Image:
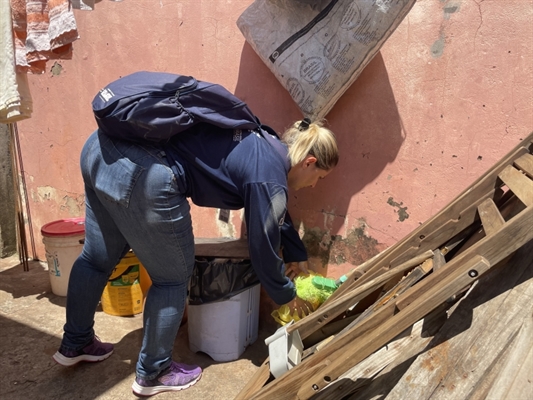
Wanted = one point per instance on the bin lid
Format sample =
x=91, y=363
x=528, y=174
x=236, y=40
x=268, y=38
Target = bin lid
x=64, y=227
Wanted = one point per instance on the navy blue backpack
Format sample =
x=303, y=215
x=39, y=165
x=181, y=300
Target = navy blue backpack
x=154, y=106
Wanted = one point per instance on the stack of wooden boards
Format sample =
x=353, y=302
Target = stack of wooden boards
x=406, y=288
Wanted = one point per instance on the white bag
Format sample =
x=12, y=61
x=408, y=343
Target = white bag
x=317, y=48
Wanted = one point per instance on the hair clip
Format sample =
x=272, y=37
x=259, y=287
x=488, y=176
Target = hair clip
x=304, y=125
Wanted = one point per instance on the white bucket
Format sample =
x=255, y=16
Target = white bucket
x=63, y=241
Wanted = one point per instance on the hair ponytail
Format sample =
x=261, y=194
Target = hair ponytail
x=305, y=138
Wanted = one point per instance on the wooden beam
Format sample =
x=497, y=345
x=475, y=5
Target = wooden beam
x=518, y=183
x=358, y=350
x=525, y=163
x=437, y=287
x=491, y=219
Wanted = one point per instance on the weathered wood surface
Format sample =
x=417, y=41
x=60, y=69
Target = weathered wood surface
x=519, y=184
x=463, y=361
x=491, y=219
x=525, y=163
x=454, y=218
x=388, y=360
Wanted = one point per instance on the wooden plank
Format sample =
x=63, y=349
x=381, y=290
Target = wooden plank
x=451, y=215
x=221, y=247
x=413, y=277
x=525, y=163
x=258, y=380
x=323, y=315
x=305, y=379
x=517, y=359
x=467, y=347
x=493, y=250
x=491, y=219
x=519, y=184
x=408, y=342
x=517, y=232
x=438, y=260
x=327, y=312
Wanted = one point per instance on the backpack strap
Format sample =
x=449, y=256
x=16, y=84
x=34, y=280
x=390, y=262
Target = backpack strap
x=272, y=137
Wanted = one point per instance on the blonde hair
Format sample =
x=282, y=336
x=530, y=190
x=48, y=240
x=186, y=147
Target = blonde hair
x=305, y=138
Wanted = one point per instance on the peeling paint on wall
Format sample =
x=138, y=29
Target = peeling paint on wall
x=56, y=69
x=74, y=205
x=438, y=47
x=402, y=211
x=355, y=248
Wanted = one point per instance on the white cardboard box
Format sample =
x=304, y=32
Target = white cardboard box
x=224, y=329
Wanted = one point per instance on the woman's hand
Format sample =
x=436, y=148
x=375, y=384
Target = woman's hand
x=292, y=270
x=299, y=308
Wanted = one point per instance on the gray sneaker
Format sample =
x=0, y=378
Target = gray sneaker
x=176, y=377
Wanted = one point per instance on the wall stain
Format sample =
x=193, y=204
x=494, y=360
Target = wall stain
x=402, y=211
x=437, y=49
x=355, y=248
x=56, y=69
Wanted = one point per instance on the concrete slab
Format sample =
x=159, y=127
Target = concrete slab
x=31, y=320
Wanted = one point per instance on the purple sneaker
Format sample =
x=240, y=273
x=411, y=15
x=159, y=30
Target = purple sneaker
x=176, y=377
x=94, y=351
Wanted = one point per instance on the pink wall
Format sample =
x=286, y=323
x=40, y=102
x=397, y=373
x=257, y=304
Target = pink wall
x=448, y=95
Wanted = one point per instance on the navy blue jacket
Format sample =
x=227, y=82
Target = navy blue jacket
x=234, y=169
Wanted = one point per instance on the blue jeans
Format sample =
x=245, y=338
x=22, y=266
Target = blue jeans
x=132, y=200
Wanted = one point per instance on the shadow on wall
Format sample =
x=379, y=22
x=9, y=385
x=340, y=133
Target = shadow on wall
x=369, y=131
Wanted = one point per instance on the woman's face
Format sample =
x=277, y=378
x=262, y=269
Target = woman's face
x=306, y=174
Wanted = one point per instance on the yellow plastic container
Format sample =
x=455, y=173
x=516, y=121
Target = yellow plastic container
x=125, y=289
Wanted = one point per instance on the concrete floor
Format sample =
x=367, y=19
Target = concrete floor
x=31, y=321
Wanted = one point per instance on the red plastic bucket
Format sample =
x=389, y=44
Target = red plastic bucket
x=63, y=241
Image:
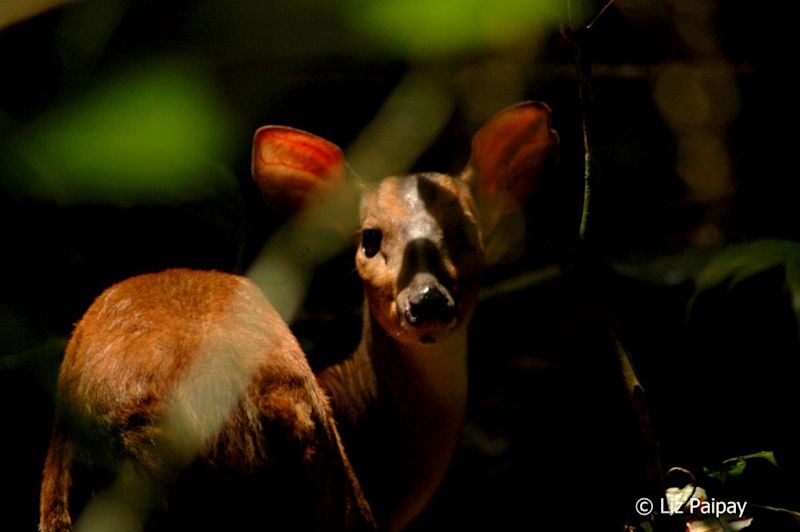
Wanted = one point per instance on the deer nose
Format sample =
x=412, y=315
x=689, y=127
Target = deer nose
x=429, y=305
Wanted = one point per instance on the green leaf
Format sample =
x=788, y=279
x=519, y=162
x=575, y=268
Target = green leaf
x=741, y=261
x=425, y=28
x=156, y=133
x=734, y=467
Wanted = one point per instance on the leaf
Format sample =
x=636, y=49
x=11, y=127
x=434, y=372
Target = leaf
x=739, y=262
x=431, y=28
x=734, y=467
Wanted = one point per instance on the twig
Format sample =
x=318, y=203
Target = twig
x=576, y=38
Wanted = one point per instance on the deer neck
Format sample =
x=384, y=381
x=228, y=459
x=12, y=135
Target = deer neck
x=400, y=408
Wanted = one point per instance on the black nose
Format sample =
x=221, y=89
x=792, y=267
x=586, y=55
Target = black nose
x=430, y=305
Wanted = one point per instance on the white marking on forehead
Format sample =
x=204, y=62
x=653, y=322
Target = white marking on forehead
x=422, y=224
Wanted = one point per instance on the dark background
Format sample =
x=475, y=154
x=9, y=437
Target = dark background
x=693, y=138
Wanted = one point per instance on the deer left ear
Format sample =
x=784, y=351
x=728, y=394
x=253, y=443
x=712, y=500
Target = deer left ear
x=509, y=155
x=291, y=166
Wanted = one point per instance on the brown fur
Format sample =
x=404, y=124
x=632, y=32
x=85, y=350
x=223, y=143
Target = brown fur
x=187, y=376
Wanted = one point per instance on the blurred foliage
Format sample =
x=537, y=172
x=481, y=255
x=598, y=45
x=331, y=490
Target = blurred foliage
x=152, y=134
x=429, y=28
x=738, y=262
x=734, y=467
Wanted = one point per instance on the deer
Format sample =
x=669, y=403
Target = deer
x=184, y=401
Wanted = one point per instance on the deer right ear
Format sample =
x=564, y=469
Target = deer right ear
x=509, y=155
x=291, y=167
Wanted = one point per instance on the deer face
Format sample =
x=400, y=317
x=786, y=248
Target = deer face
x=420, y=255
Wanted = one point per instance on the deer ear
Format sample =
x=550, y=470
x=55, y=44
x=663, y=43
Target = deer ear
x=509, y=155
x=291, y=167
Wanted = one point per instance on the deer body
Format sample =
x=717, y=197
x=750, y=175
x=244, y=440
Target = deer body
x=186, y=393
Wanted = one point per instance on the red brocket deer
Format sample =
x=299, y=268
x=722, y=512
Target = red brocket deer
x=186, y=395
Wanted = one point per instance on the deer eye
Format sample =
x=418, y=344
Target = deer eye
x=371, y=241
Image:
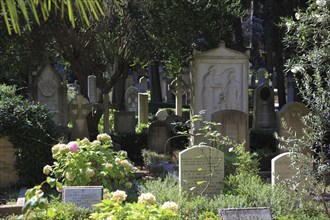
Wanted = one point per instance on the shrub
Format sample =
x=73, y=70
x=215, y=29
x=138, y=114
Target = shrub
x=82, y=163
x=145, y=208
x=32, y=131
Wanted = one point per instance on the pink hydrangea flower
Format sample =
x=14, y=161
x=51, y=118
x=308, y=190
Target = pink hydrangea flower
x=73, y=146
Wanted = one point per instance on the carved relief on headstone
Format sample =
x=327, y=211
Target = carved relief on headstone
x=158, y=134
x=79, y=109
x=263, y=107
x=234, y=124
x=49, y=92
x=131, y=99
x=201, y=170
x=8, y=174
x=219, y=81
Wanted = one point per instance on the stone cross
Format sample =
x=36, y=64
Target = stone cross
x=178, y=88
x=79, y=109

· · · · · · ·

**WHAT THE EXERCISE ASKS:** Convert all the items above into a Markdown table with the columns Row and Text, giving each line its own numbered row and skipping blank lines. Omit the pictures from the table.

**EXPECTED ANSWER:**
| Row | Text |
|---|---|
| 1 | Image: |
| 2 | Wanted = one point per instance on the bin lid |
| 3 | Format sample = |
| 4 | x=91, y=363 |
| 5 | x=528, y=174 |
| 6 | x=236, y=40 |
| 7 | x=268, y=38 |
| 8 | Target = bin lid |
| 9 | x=64, y=227 |
| 10 | Wanted = one point per instance on the navy blue backpack |
| 11 | Format sample = |
| 12 | x=303, y=215 |
| 13 | x=39, y=165 |
| 14 | x=181, y=300 |
| 15 | Target = navy blue backpack |
| 16 | x=154, y=106 |
| 17 | Wanted = one point per instance on the stack of wooden boards |
| 18 | Format sample = |
| 19 | x=353, y=302 |
| 20 | Target = stack of wooden boards |
| 21 | x=406, y=288 |
| 22 | Wanted = one point per instance on the white bag |
| 23 | Format sample = |
| 24 | x=12, y=61 |
| 25 | x=408, y=343 |
| 26 | Target = white bag |
| 27 | x=317, y=48 |
| 28 | Wanted = one point per instance on the hair clip |
| 29 | Format sample = |
| 30 | x=272, y=37 |
| 31 | x=259, y=287 |
| 32 | x=488, y=176 |
| 33 | Target = hair clip |
| 34 | x=304, y=125 |
| 35 | Wanted = one point per instance on the white bucket |
| 36 | Format sample = |
| 37 | x=255, y=16 |
| 38 | Target = white bucket |
| 39 | x=63, y=241 |
| 40 | Wanted = one point per instance on the hair ponytail |
| 41 | Format sample = |
| 42 | x=261, y=194 |
| 43 | Target = hair ponytail |
| 44 | x=305, y=138 |
| 45 | Wanted = one point per instance on the wooden beam |
| 46 | Format sample = |
| 47 | x=497, y=345 |
| 48 | x=475, y=5 |
| 49 | Target = wooden beam |
| 50 | x=518, y=183 |
| 51 | x=358, y=350 |
| 52 | x=525, y=163 |
| 53 | x=437, y=287 |
| 54 | x=491, y=219 |
| 55 | Wanted = one point per instance on the weathered wood surface |
| 56 | Format sample = |
| 57 | x=417, y=41 |
| 58 | x=60, y=69 |
| 59 | Target = weathered wood surface |
| 60 | x=519, y=184 |
| 61 | x=463, y=361 |
| 62 | x=491, y=219 |
| 63 | x=525, y=163 |
| 64 | x=454, y=218 |
| 65 | x=388, y=360 |
| 66 | Wanted = one point per instance on the wooden plank |
| 67 | Format sample = |
| 68 | x=63, y=349 |
| 69 | x=381, y=290 |
| 70 | Target = wooden plank |
| 71 | x=451, y=215 |
| 72 | x=221, y=247 |
| 73 | x=413, y=277 |
| 74 | x=525, y=163 |
| 75 | x=258, y=380 |
| 76 | x=323, y=315 |
| 77 | x=305, y=379 |
| 78 | x=517, y=359 |
| 79 | x=467, y=347 |
| 80 | x=493, y=250 |
| 81 | x=491, y=219 |
| 82 | x=519, y=184 |
| 83 | x=408, y=342 |
| 84 | x=517, y=232 |
| 85 | x=438, y=260 |
| 86 | x=327, y=312 |
| 87 | Wanted = one point per instance on the backpack strap |
| 88 | Format sample = |
| 89 | x=449, y=256 |
| 90 | x=16, y=84 |
| 91 | x=34, y=280 |
| 92 | x=390, y=262 |
| 93 | Target = backpack strap |
| 94 | x=272, y=137 |
| 95 | Wanted = one point per instance on the blonde hair |
| 96 | Format sample = |
| 97 | x=282, y=336 |
| 98 | x=530, y=190 |
| 99 | x=48, y=240 |
| 100 | x=186, y=147 |
| 101 | Target = blonde hair |
| 102 | x=305, y=138 |
| 103 | Wanted = one point per instance on the peeling paint on wall |
| 104 | Format sample = |
| 105 | x=138, y=29 |
| 106 | Target = peeling paint on wall |
| 107 | x=56, y=69 |
| 108 | x=74, y=205 |
| 109 | x=438, y=47 |
| 110 | x=402, y=211 |
| 111 | x=355, y=248 |
| 112 | Wanted = one point per instance on the white cardboard box |
| 113 | Format sample = |
| 114 | x=304, y=32 |
| 115 | Target = white cardboard box |
| 116 | x=224, y=329 |
| 117 | Wanted = one point per instance on the woman's hand |
| 118 | Format sample = |
| 119 | x=436, y=148 |
| 120 | x=375, y=384 |
| 121 | Target = woman's hand |
| 122 | x=292, y=270 |
| 123 | x=299, y=308 |
| 124 | Wanted = one point per instance on the gray sneaker |
| 125 | Format sample = |
| 126 | x=0, y=378 |
| 127 | Target = gray sneaker |
| 128 | x=176, y=377 |
| 129 | Wanted = one point per instance on the wall stain |
| 130 | Format sample = |
| 131 | x=193, y=204 |
| 132 | x=494, y=360 |
| 133 | Target = wall stain |
| 134 | x=402, y=211 |
| 135 | x=437, y=49 |
| 136 | x=355, y=248 |
| 137 | x=56, y=69 |
| 138 | Wanted = one point per instance on the concrete slab |
| 139 | Format sample = |
| 140 | x=159, y=127 |
| 141 | Target = concrete slab |
| 142 | x=31, y=320 |
| 143 | Wanted = one point per instance on the purple sneaker |
| 144 | Format sample = |
| 145 | x=240, y=273 |
| 146 | x=411, y=15 |
| 147 | x=159, y=30 |
| 148 | Target = purple sneaker |
| 149 | x=176, y=377 |
| 150 | x=94, y=351 |
| 151 | Wanted = one point per instance on the pink wall |
| 152 | Format sample = |
| 153 | x=286, y=323 |
| 154 | x=40, y=102 |
| 155 | x=397, y=373 |
| 156 | x=257, y=304 |
| 157 | Target = pink wall |
| 158 | x=448, y=95 |
| 159 | Wanted = one point per instance on the navy blue jacket |
| 160 | Format sample = |
| 161 | x=227, y=82 |
| 162 | Target = navy blue jacket |
| 163 | x=234, y=169 |
| 164 | Wanted = one point per instance on the blue jeans |
| 165 | Format sample = |
| 166 | x=245, y=338 |
| 167 | x=22, y=266 |
| 168 | Target = blue jeans |
| 169 | x=132, y=200 |
| 170 | Wanted = one point per instance on the shadow on wall |
| 171 | Format sample = |
| 172 | x=379, y=22 |
| 173 | x=9, y=385 |
| 174 | x=340, y=133 |
| 175 | Target = shadow on wall |
| 176 | x=369, y=131 |
| 177 | Wanted = one point per instance on the woman's face |
| 178 | Format sample = |
| 179 | x=277, y=378 |
| 180 | x=262, y=269 |
| 181 | Target = woman's face |
| 182 | x=306, y=174 |
| 183 | Wanted = one point per instance on the yellow plastic container |
| 184 | Format sample = |
| 185 | x=455, y=173 |
| 186 | x=516, y=121 |
| 187 | Target = yellow plastic container |
| 188 | x=125, y=289 |
| 189 | Wanted = one point per instance on the concrete floor |
| 190 | Format sample = |
| 191 | x=367, y=19 |
| 192 | Target = concrete floor |
| 193 | x=31, y=321 |
| 194 | Wanted = one point per instance on the red plastic bucket |
| 195 | Format sample = |
| 196 | x=389, y=44 |
| 197 | Target = red plastic bucket |
| 198 | x=63, y=241 |
| 199 | Image: |
| 200 | Wanted = one point per instance on the deer nose |
| 201 | Format sample = |
| 202 | x=412, y=315 |
| 203 | x=689, y=127 |
| 204 | Target = deer nose |
| 205 | x=429, y=305 |
| 206 | Wanted = one point per instance on the green leaf |
| 207 | Format sample = |
| 208 | x=788, y=279 |
| 209 | x=519, y=162 |
| 210 | x=575, y=268 |
| 211 | Target = green leaf |
| 212 | x=741, y=261 |
| 213 | x=425, y=28 |
| 214 | x=156, y=133 |
| 215 | x=734, y=467 |
| 216 | Wanted = one point per instance on the leaf |
| 217 | Format sample = |
| 218 | x=636, y=49 |
| 219 | x=11, y=127 |
| 220 | x=434, y=372 |
| 221 | Target = leaf |
| 222 | x=739, y=262 |
| 223 | x=431, y=28 |
| 224 | x=734, y=467 |
| 225 | Wanted = one point per instance on the twig |
| 226 | Format sample = |
| 227 | x=318, y=203 |
| 228 | Target = twig |
| 229 | x=576, y=38 |
| 230 | Wanted = one point per instance on the deer neck |
| 231 | Format sample = |
| 232 | x=384, y=381 |
| 233 | x=228, y=459 |
| 234 | x=12, y=135 |
| 235 | Target = deer neck |
| 236 | x=400, y=408 |
| 237 | Wanted = one point per instance on the black nose |
| 238 | Format sample = |
| 239 | x=221, y=89 |
| 240 | x=792, y=267 |
| 241 | x=586, y=55 |
| 242 | Target = black nose |
| 243 | x=430, y=305 |
| 244 | Wanted = one point per instance on the white marking on forehead |
| 245 | Format sample = |
| 246 | x=204, y=62 |
| 247 | x=653, y=322 |
| 248 | Target = white marking on forehead |
| 249 | x=422, y=224 |
| 250 | Wanted = one point per instance on the dark background |
| 251 | Format sample = |
| 252 | x=475, y=154 |
| 253 | x=9, y=437 |
| 254 | Target = dark background |
| 255 | x=693, y=138 |
| 256 | Wanted = one point per instance on the deer left ear |
| 257 | Format sample = |
| 258 | x=784, y=351 |
| 259 | x=728, y=394 |
| 260 | x=253, y=443 |
| 261 | x=712, y=500 |
| 262 | Target = deer left ear |
| 263 | x=509, y=155 |
| 264 | x=291, y=166 |
| 265 | Wanted = one point per instance on the brown fur |
| 266 | Format sample = |
| 267 | x=404, y=124 |
| 268 | x=632, y=32 |
| 269 | x=85, y=350 |
| 270 | x=223, y=143 |
| 271 | Target = brown fur |
| 272 | x=187, y=376 |
| 273 | Wanted = one point per instance on the blurred foliage |
| 274 | Format sample = |
| 275 | x=537, y=172 |
| 276 | x=481, y=255 |
| 277 | x=598, y=45 |
| 278 | x=331, y=490 |
| 279 | Target = blurred foliage |
| 280 | x=152, y=134 |
| 281 | x=429, y=28 |
| 282 | x=738, y=262 |
| 283 | x=734, y=467 |
| 284 | Wanted = one point per instance on the deer |
| 285 | Format sample = |
| 286 | x=669, y=403 |
| 287 | Target = deer |
| 288 | x=184, y=401 |
| 289 | Wanted = one point per instance on the deer right ear |
| 290 | Format sample = |
| 291 | x=564, y=469 |
| 292 | Target = deer right ear |
| 293 | x=509, y=155 |
| 294 | x=291, y=167 |
| 295 | Wanted = one point per instance on the deer face |
| 296 | Format sample = |
| 297 | x=400, y=317 |
| 298 | x=786, y=248 |
| 299 | Target = deer face |
| 300 | x=420, y=255 |
| 301 | Wanted = one point per instance on the deer ear |
| 302 | Format sample = |
| 303 | x=550, y=470 |
| 304 | x=55, y=44 |
| 305 | x=663, y=43 |
| 306 | Target = deer ear |
| 307 | x=509, y=155 |
| 308 | x=291, y=167 |
| 309 | Wanted = one point per instance on the deer body |
| 310 | Format sample = |
| 311 | x=717, y=197 |
| 312 | x=750, y=175 |
| 313 | x=244, y=440 |
| 314 | Target = deer body |
| 315 | x=186, y=393 |
| 316 | Wanted = one point per instance on the red brocket deer |
| 317 | Format sample = |
| 318 | x=299, y=268 |
| 319 | x=722, y=512 |
| 320 | Target = red brocket deer |
| 321 | x=186, y=395 |
| 322 | Wanted = one point per instance on the deer eye |
| 323 | Format sample = |
| 324 | x=418, y=344 |
| 325 | Target = deer eye |
| 326 | x=371, y=241 |
| 327 | Image: |
| 328 | Wanted = one point per instance on the shrub |
| 329 | Format sample = |
| 330 | x=73, y=70 |
| 331 | x=215, y=29 |
| 332 | x=138, y=114 |
| 333 | Target = shrub |
| 334 | x=82, y=163 |
| 335 | x=145, y=208 |
| 336 | x=32, y=131 |
| 337 | Wanted = one point per instance on the pink hydrangea flower |
| 338 | Format sample = |
| 339 | x=14, y=161 |
| 340 | x=51, y=118 |
| 341 | x=308, y=190 |
| 342 | Target = pink hydrangea flower |
| 343 | x=73, y=146 |
| 344 | Wanted = one point per instance on the carved relief on headstone |
| 345 | Format sample = |
| 346 | x=327, y=211 |
| 347 | Target = carved relief on headstone |
| 348 | x=158, y=134 |
| 349 | x=79, y=109 |
| 350 | x=263, y=107 |
| 351 | x=234, y=124 |
| 352 | x=49, y=92 |
| 353 | x=131, y=99 |
| 354 | x=201, y=170 |
| 355 | x=8, y=174 |
| 356 | x=219, y=81 |
| 357 | Wanted = one point per instance on the stone cross |
| 358 | Format sample = |
| 359 | x=36, y=64 |
| 360 | Target = stone cross |
| 361 | x=178, y=88 |
| 362 | x=79, y=109 |